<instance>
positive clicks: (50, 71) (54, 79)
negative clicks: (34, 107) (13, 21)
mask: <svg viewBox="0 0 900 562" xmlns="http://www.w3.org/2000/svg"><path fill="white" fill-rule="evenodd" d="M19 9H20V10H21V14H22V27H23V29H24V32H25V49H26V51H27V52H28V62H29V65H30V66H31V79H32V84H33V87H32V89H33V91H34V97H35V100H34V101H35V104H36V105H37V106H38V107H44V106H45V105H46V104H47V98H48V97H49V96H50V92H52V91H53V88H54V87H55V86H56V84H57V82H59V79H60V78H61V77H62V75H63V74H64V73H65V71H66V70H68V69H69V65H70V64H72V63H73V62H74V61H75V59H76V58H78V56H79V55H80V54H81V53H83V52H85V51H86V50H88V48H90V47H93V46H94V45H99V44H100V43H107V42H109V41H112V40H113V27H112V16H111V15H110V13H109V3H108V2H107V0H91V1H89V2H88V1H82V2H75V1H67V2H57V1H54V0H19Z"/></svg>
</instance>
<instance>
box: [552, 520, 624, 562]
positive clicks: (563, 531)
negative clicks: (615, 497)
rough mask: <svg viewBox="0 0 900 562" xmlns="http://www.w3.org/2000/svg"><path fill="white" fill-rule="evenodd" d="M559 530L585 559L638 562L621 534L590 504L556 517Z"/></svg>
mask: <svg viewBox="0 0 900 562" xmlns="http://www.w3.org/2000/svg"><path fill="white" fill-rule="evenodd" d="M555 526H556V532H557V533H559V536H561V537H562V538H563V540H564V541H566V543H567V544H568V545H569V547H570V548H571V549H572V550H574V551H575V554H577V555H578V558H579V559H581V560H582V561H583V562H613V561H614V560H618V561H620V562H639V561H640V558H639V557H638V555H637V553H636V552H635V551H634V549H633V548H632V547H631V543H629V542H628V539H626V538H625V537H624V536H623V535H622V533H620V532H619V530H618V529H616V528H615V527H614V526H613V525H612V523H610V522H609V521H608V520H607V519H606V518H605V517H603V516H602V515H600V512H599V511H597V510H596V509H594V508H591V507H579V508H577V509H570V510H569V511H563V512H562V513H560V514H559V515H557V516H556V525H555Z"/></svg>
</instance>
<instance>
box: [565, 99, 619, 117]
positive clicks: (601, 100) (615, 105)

· · · · ·

### Aim of the task
All that should appear in the response is the run of lines from the first line of the entries through the line containing "negative clicks: (615, 497)", copied exactly.

### Solution
<instance>
positive clicks: (50, 71) (54, 79)
negative clicks: (34, 107) (13, 21)
mask: <svg viewBox="0 0 900 562" xmlns="http://www.w3.org/2000/svg"><path fill="white" fill-rule="evenodd" d="M19 9H20V10H21V14H22V27H23V29H24V32H25V49H26V51H27V52H28V62H29V65H30V66H31V79H32V84H33V87H32V89H33V91H34V97H35V100H34V101H35V104H36V105H37V106H38V107H44V106H45V105H46V104H47V98H48V97H49V96H50V92H52V91H53V88H54V87H55V86H56V84H57V82H59V79H60V78H61V77H62V75H63V74H64V73H65V71H66V70H68V69H69V65H70V64H72V63H73V62H74V61H75V59H76V58H78V56H79V55H80V54H81V53H83V52H85V51H86V50H88V48H90V47H93V46H94V45H99V44H100V43H107V42H109V41H112V40H113V27H112V16H111V15H110V13H109V3H108V2H107V0H91V1H89V2H88V1H82V2H75V1H67V2H57V1H54V0H19Z"/></svg>
</instance>
<instance>
box: [552, 520, 624, 562]
positive clicks: (563, 531)
negative clicks: (615, 497)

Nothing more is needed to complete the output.